Without the pictures, write the listing out again exactly as it appears.

▼

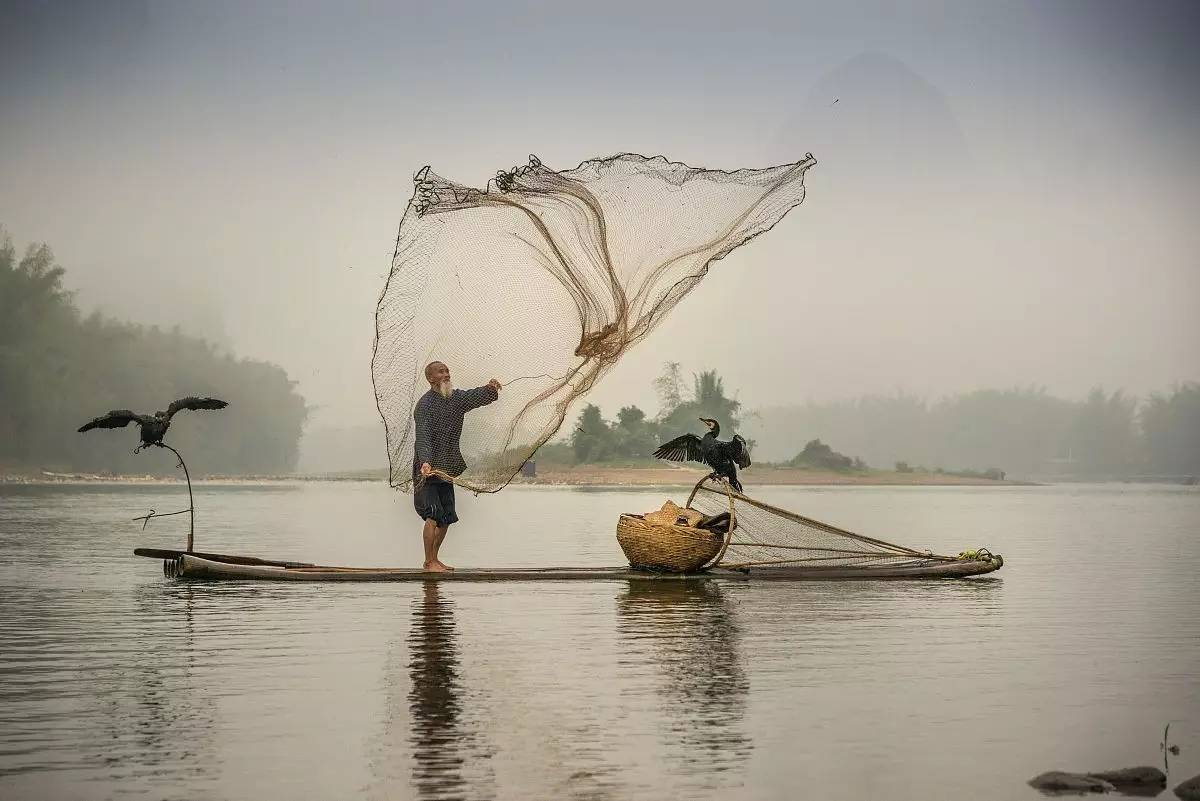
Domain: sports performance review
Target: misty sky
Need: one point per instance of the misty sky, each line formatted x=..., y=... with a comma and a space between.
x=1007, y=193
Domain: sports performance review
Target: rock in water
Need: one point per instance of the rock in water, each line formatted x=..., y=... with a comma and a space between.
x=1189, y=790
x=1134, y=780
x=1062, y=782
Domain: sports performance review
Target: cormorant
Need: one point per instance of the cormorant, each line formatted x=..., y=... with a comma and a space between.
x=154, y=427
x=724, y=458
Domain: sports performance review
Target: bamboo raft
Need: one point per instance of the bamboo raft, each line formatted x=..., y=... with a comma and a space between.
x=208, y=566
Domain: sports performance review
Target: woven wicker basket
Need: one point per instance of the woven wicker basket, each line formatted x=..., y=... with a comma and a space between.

▲

> _YOUR RESPONSE_:
Domain: sports performance review
Target: misty sky
Need: one point per instance of the misty sky, each line formatted x=..., y=... with a comma and a space between.
x=1007, y=193
Domain: sports performance review
Target: rock in water
Need: one point per instance of the rock in water, each line formatted x=..., y=... with a comma and a space between.
x=1189, y=790
x=1134, y=780
x=1062, y=782
Domain: sports performance review
Target: cormorant
Need: one point per instance of the cormorant, each line formatted x=..., y=... with a comma and a space between.
x=154, y=427
x=724, y=458
Domain: sports performance review
Target: bamboo raft
Need: one point per instance of the bamboo raft, each line formatted x=..., y=... with a comma and a space between.
x=208, y=566
Domain: sports performance review
Target: woven wicker basket
Need: one point per instance of the woven wicker basket, each line formatted x=..., y=... with a comma and a space between.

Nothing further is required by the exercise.